Task prompt: Reproduce verbatim the lines of the data below, from the line containing "Exercise. Find the yellow" through the line containing "pixel 362 290", both included.

Records for the exercise:
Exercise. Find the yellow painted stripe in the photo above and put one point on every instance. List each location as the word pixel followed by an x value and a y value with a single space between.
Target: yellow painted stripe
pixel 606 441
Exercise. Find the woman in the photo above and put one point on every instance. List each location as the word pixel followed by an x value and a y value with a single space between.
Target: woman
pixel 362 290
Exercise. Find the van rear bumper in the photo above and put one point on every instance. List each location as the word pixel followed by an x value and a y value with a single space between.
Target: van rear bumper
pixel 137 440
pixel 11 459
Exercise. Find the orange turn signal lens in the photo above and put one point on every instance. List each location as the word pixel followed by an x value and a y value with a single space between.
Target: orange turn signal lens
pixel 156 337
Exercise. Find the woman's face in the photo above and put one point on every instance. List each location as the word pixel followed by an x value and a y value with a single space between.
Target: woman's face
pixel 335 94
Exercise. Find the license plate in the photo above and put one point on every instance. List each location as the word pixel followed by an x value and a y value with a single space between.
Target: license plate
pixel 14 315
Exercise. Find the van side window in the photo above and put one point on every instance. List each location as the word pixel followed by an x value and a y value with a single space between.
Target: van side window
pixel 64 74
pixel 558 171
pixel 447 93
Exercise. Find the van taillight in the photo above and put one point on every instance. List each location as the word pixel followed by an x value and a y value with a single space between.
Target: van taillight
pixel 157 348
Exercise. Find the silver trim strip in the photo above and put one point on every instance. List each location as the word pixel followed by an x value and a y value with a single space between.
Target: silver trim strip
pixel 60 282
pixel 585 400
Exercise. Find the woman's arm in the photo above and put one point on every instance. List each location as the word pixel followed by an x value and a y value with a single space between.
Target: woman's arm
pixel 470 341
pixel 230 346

--

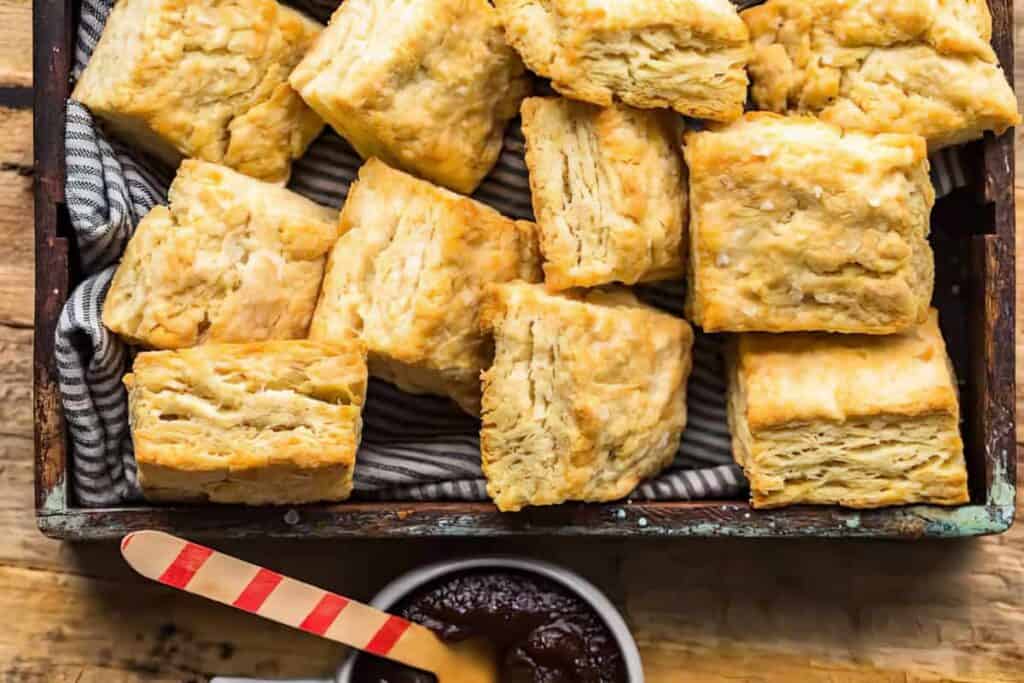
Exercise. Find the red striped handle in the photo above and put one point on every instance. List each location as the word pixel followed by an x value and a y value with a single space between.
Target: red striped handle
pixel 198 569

The reply:
Exercise. Find the yellow painted stripe in the photo above and put one point on every instance. List each location as the word pixel followed by an x value and a y value with a single space between.
Target: yellow painted stripe
pixel 606 441
Exercise. Find the woman in the photo above and put one point on every instance. List each location as the word pixel followed by an x value and a y value with a single space between.
Target: woman
pixel 362 290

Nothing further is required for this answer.